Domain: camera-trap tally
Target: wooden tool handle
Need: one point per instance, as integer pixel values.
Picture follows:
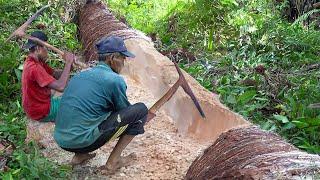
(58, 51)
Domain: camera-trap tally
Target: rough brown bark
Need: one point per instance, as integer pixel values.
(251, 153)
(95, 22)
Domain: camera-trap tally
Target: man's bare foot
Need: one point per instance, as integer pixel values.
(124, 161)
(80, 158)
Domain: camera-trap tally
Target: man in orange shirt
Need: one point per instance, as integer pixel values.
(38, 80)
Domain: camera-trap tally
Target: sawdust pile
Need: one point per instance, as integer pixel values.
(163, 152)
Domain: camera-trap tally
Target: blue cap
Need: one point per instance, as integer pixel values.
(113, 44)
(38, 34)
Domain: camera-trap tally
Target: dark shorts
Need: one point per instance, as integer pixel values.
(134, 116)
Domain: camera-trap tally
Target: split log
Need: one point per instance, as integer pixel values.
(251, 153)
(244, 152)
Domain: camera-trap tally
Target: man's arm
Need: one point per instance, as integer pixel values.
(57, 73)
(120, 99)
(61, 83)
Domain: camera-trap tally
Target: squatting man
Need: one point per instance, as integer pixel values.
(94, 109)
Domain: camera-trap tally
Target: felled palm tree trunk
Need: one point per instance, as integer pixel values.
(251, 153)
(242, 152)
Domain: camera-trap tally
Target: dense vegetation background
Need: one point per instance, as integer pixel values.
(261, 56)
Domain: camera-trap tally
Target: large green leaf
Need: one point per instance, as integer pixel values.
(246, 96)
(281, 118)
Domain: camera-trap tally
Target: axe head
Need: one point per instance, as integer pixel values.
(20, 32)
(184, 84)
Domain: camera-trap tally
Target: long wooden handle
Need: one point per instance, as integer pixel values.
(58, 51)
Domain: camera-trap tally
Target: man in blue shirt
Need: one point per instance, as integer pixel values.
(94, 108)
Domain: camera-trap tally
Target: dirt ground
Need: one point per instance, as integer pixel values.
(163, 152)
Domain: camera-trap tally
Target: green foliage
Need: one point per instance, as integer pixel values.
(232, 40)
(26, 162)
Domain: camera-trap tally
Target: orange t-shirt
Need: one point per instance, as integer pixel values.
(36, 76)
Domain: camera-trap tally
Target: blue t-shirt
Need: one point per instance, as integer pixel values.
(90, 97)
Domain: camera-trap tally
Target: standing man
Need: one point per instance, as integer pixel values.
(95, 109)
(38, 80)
#####
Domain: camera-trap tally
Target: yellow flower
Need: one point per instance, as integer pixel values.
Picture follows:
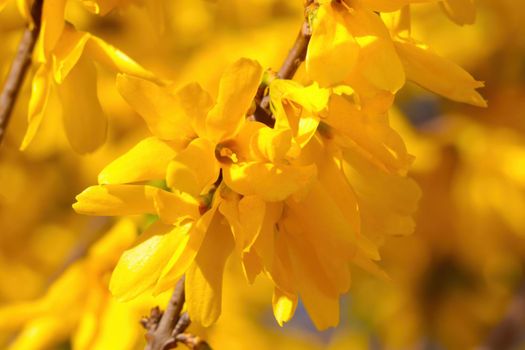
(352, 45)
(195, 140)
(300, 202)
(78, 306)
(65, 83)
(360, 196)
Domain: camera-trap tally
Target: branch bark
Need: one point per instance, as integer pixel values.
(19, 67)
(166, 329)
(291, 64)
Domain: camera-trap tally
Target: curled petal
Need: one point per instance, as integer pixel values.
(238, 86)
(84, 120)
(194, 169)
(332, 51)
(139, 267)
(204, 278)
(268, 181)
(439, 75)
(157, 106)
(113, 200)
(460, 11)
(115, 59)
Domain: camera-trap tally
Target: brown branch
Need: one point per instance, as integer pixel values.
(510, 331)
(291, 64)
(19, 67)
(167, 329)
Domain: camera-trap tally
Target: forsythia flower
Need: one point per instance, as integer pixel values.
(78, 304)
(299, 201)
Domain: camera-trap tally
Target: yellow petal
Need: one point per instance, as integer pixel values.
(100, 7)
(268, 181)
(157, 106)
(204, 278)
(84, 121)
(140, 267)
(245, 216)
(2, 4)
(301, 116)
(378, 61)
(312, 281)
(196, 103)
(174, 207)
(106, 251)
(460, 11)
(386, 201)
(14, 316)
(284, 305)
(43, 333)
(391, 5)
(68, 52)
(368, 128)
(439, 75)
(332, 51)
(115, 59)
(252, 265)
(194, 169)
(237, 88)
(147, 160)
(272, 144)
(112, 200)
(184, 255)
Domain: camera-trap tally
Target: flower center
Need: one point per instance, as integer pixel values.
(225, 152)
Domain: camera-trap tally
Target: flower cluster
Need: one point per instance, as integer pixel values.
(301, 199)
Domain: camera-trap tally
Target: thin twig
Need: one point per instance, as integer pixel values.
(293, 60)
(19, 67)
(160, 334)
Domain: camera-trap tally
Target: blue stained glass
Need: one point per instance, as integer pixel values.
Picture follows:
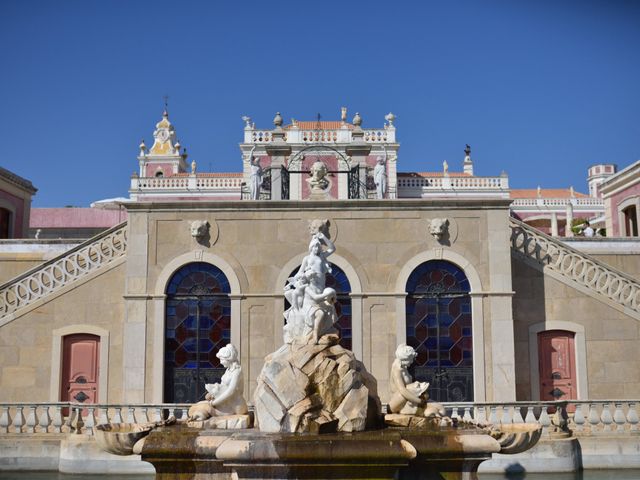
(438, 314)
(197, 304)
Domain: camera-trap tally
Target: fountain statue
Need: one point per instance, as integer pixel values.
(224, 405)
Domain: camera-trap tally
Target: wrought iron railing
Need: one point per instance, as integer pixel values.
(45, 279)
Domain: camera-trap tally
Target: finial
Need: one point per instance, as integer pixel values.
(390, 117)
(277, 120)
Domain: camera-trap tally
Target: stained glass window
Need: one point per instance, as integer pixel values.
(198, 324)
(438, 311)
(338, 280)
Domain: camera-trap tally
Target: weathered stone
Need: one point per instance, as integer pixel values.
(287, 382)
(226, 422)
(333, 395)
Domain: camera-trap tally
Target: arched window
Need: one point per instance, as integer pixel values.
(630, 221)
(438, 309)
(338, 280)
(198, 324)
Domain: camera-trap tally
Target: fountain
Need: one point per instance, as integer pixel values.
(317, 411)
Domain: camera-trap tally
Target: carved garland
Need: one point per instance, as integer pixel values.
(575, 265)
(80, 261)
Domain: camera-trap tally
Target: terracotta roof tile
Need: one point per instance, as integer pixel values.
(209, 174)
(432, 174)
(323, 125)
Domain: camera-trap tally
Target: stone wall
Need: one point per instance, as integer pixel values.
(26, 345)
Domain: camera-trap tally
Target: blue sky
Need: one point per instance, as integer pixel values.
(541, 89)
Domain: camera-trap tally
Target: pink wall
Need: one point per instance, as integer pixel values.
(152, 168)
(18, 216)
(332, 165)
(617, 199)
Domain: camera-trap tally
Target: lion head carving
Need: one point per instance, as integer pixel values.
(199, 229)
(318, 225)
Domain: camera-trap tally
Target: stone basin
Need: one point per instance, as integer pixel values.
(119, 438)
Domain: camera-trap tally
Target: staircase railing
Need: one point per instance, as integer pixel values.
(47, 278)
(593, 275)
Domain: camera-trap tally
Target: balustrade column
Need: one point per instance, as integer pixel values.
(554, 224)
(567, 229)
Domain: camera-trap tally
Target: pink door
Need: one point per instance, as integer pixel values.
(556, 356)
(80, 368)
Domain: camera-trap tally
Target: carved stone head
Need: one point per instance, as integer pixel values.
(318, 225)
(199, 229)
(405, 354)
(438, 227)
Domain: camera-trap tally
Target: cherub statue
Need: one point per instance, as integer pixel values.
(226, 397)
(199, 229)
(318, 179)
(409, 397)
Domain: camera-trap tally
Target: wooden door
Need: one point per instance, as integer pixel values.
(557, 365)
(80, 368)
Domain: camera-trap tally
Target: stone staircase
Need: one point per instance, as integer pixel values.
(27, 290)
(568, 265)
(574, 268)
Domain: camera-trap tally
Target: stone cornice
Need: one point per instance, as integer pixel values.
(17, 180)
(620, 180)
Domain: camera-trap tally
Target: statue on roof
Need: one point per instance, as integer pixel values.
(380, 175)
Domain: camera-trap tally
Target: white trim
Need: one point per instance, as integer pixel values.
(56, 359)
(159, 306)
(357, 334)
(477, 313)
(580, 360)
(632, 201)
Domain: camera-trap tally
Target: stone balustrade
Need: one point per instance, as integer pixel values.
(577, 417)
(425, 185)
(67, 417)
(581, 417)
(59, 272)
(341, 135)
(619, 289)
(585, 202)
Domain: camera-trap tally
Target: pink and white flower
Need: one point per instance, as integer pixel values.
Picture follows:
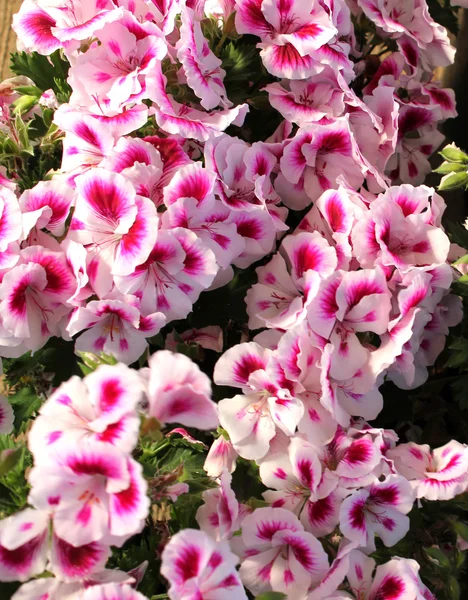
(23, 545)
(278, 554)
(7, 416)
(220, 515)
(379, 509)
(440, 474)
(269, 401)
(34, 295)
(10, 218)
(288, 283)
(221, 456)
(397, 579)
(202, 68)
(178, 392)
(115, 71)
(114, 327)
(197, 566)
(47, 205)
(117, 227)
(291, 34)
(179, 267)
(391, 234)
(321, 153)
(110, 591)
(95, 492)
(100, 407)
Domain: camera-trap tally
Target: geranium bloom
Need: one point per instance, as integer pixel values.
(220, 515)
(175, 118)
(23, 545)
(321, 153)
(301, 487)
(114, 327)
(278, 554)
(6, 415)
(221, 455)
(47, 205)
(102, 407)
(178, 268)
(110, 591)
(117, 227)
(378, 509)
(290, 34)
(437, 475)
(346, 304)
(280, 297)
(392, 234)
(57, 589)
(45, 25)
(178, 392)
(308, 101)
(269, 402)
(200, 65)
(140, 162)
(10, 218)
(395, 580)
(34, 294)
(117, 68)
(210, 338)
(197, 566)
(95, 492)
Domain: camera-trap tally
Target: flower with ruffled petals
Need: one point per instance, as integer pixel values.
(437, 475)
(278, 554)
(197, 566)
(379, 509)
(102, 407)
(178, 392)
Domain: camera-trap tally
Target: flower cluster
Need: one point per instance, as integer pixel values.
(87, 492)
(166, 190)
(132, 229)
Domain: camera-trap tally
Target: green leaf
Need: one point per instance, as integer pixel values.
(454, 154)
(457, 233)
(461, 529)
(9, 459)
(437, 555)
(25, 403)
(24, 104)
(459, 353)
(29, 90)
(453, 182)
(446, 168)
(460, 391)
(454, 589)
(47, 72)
#####
◆ SET EXERCISE ◆
Pull out every line of the rows above that contains the word "white".

◆ EXERCISE RESPONSE ◆
Target: white trim
Target: pink and white flower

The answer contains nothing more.